REQUIRED TASKS
[A] In the comment thread, which radio station originally broadcast Hour 25 as a Friday-night program?
[B] Print the comment thread from "Re:He offered that" to "protected (Score:3, Interesting)".
[C] Write what comes next in the comment thread, picking up after its final line.

PAGE

___

He offered that insight on Hour 25. (Score:5, Interesting)
...back in the 80's. Hour 25 [hour25online.com] is now online-only, but it was a 2-hour Friday-night program on KPFK-FM in Los Angeles, hosted by Mike Hodel and Mel Gilden, at the time, and Harlan was a frequent guest. No doubt, Eric Foss has the entire broadcast archived on tape somewhere [hour25.us].
From what I recall, Ellison said something like, "I attended a party in New York, along with some other writers, including L. Ron Hubbard, and Hubbard was saying something about 'Y'know what I should do? Invent a new religion. That's where all the real money is.' And, next thing you know, he came out with his next book, 'Dianetics'."
Re:In this Country, In this Era (Score:3, Interesting)
Capitalism? Only on eBay, auctions and garage sales. Otherwise, might as well call it corporate socialism. Govment makes more and more policies that are solely for benefit (or punishment) of industries or enterprises. That people might be involved is paid at best lip service.
Re:He offered that insight on Hour 25. (Score:2, Interesting)
Re:The Sterling-Ellison Connection (Score:4, Interesting)
Why it has to be protected (Score:3, Interesting)

___

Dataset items

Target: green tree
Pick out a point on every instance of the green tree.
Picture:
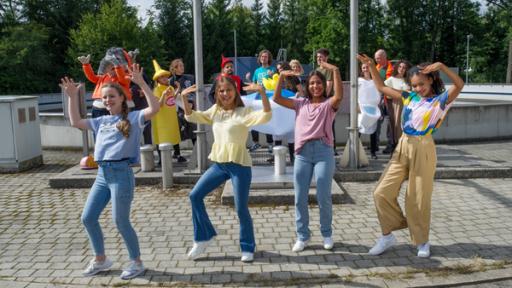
(25, 66)
(273, 38)
(116, 25)
(258, 20)
(174, 23)
(327, 28)
(295, 20)
(217, 35)
(371, 26)
(242, 22)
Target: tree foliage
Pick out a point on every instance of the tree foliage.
(116, 25)
(57, 31)
(25, 66)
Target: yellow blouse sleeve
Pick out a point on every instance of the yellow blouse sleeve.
(202, 117)
(253, 118)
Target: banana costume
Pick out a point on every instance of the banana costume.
(164, 125)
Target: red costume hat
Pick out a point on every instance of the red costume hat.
(224, 61)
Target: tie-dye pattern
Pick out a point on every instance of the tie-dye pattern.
(422, 116)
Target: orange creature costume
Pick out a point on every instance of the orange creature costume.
(119, 78)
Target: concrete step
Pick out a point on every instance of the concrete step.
(281, 196)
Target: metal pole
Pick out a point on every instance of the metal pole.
(200, 97)
(467, 58)
(236, 60)
(353, 130)
(509, 66)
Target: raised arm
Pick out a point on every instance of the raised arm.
(87, 68)
(458, 84)
(338, 84)
(71, 89)
(278, 98)
(136, 77)
(187, 107)
(261, 91)
(379, 84)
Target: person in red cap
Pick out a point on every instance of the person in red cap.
(227, 70)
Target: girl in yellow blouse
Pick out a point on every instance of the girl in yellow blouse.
(230, 122)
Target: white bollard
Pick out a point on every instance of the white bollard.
(280, 160)
(165, 149)
(147, 159)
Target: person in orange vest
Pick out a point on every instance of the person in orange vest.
(385, 69)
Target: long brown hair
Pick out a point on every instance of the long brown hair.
(124, 125)
(230, 81)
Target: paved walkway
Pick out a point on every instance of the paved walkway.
(43, 244)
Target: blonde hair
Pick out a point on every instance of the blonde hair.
(124, 125)
(296, 62)
(230, 81)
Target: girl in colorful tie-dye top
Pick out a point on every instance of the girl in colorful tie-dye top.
(415, 155)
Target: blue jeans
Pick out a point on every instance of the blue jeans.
(217, 174)
(318, 157)
(114, 181)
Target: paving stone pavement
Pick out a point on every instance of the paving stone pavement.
(43, 243)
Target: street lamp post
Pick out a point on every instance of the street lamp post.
(469, 36)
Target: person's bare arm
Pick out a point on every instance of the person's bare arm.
(71, 89)
(338, 85)
(458, 84)
(379, 84)
(261, 90)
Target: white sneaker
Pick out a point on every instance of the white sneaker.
(299, 245)
(328, 243)
(132, 271)
(247, 257)
(96, 267)
(384, 243)
(198, 249)
(424, 250)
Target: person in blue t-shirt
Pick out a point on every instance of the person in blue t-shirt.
(117, 146)
(264, 71)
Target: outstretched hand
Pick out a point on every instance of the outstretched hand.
(188, 90)
(70, 87)
(365, 59)
(287, 73)
(84, 59)
(254, 87)
(136, 74)
(328, 66)
(432, 68)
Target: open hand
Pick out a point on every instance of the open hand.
(432, 68)
(84, 59)
(188, 90)
(70, 87)
(365, 59)
(254, 87)
(328, 66)
(136, 74)
(287, 73)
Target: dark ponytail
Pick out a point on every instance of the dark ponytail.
(437, 82)
(124, 125)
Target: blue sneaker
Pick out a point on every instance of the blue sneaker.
(132, 271)
(96, 267)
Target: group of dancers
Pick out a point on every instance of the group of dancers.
(118, 135)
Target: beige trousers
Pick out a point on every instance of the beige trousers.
(414, 159)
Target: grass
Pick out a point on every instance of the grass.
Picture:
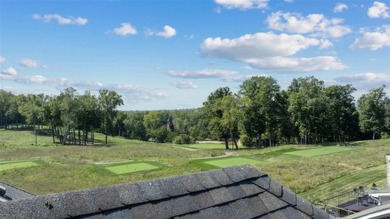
(131, 167)
(326, 172)
(205, 146)
(347, 183)
(319, 151)
(16, 165)
(230, 161)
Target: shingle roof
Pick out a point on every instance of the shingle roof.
(236, 192)
(14, 194)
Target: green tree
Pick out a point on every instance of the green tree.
(342, 118)
(109, 101)
(231, 116)
(5, 104)
(308, 107)
(33, 110)
(372, 111)
(213, 115)
(260, 106)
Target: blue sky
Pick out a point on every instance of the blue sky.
(172, 54)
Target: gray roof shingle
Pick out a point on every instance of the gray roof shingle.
(235, 192)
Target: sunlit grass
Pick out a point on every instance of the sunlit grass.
(231, 161)
(16, 165)
(66, 168)
(319, 151)
(132, 167)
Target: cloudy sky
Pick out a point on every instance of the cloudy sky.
(172, 54)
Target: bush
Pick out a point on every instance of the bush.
(183, 139)
(177, 140)
(246, 141)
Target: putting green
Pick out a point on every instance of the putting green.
(15, 165)
(319, 151)
(233, 161)
(130, 168)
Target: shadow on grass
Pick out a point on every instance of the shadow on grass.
(120, 168)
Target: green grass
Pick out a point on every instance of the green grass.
(213, 163)
(319, 151)
(205, 146)
(17, 165)
(347, 183)
(231, 161)
(65, 168)
(131, 167)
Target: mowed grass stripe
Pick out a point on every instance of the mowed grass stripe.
(319, 151)
(347, 183)
(15, 165)
(130, 168)
(228, 162)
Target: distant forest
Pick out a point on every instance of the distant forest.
(260, 114)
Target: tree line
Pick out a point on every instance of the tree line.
(260, 114)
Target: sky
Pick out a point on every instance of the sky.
(172, 54)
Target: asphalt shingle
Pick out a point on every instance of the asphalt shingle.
(151, 190)
(236, 192)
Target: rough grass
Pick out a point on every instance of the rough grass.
(231, 161)
(16, 165)
(347, 183)
(74, 167)
(205, 146)
(130, 167)
(320, 151)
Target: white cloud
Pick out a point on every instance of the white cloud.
(125, 29)
(61, 20)
(204, 73)
(168, 32)
(373, 40)
(185, 85)
(315, 24)
(365, 81)
(36, 79)
(10, 72)
(286, 64)
(378, 10)
(29, 63)
(138, 93)
(259, 45)
(243, 4)
(269, 51)
(340, 7)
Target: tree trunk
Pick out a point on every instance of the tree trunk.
(79, 137)
(53, 134)
(226, 144)
(36, 137)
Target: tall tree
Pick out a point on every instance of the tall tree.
(372, 111)
(5, 104)
(342, 119)
(109, 101)
(213, 115)
(231, 115)
(260, 106)
(307, 106)
(33, 110)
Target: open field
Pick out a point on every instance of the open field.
(320, 151)
(231, 161)
(17, 164)
(130, 167)
(74, 167)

___

REPLIES
[A] KPFK-FM in Los Angeles.

[B]
Re:He offered that insight on Hour 25. (Score:2, Interesting)
Re:The Sterling-Ellison Connection (Score:4, Interesting)
Why it has to be protected (Score:3, Interesting)

[C]
Unless things have changed a great deal recently, at this time in legel history it's all but necessary for writers to keep their work off the net unless the publisher releases it for that.
Almost all writers' contracts require that they sign over e-rights to the publisher as part of their contract, whether or not the publisher intends to do anything with them. The writer signs away the e-rights, or doesn't sign the contract.
Note that e-rights are rights to publish, not ownership. The writer still owns them.
Along comes the work, posted online. The author has to make an effort to protect the work, because signing the e-rights gave the publisher the right to release it. If the writer doesn't, they are in violation of their contract and the whole thing can be cancelled.
A few writers like Harlan can afford to take on a case like this themselves, and can afford to refuse to have an e-rights clause in their contract. Most can't. If they want to get the contract, they sign the whole thing, and they're stuck having to do their own police work.
If a writer has signed a publishing contract for the work that includes an e-rights clause they can't publish it on line, and they have to try to prevent others from doing so.
At least that's the way it was explained to me by Charlie Petit, Harlan's lawyer during the lawsuit, while I was serving as material witness and slated as expert witness. Harlan was protecting his own work because he wanted to, not because he had to, because he didn;t have to contend with these silly e-rights issues in contracts. He also did so because newer authors didn't have the resources to be doing things like this all the time, and he wanted to see this made public so they wouldn't get screwed out of being able to be authors.
Re:The Sterling-Ellison Connection (Score:2, Interesting)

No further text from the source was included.